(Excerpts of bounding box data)
○ ○ ○ ○ ○
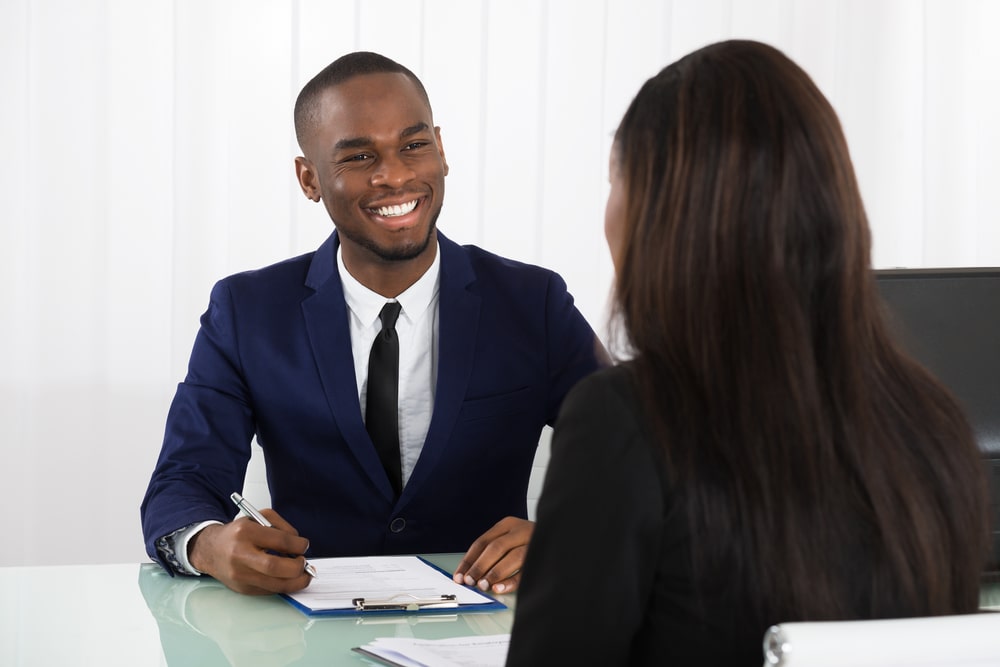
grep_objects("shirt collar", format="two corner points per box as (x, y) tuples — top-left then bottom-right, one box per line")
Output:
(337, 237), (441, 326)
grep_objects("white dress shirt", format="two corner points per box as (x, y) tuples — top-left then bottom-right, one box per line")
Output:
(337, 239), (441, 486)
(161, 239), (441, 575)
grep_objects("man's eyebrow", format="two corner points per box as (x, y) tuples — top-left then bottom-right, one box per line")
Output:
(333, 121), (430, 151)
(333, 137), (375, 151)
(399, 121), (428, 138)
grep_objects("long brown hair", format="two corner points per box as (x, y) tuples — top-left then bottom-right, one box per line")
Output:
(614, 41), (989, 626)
○ ○ ○ ○ ○
*What the exercise asks*
Quote every line of the data above verbatim, omitting the pictures.

*Output*
grep_objects("shirt collar", format="two corner points per box as (x, y) tuples — top-left then bottom-right, one box per line")
Output:
(337, 237), (441, 326)
grep_objects("white dress shirt", format="two corner points per box as (x, y) tuples — top-left then bottom-right, one box per line")
Output:
(337, 239), (441, 486)
(161, 239), (441, 575)
grep_objects("man's eyebrow", format="two corner points per box as (x, y) tuples — top-left then bottom-right, one box per line")
Output:
(333, 121), (430, 151)
(333, 137), (375, 151)
(399, 121), (428, 138)
grep_objects("long brown hair", format="two corner points per box as (x, y) tuples — top-left then bottom-right, one box per line")
Output:
(614, 41), (989, 626)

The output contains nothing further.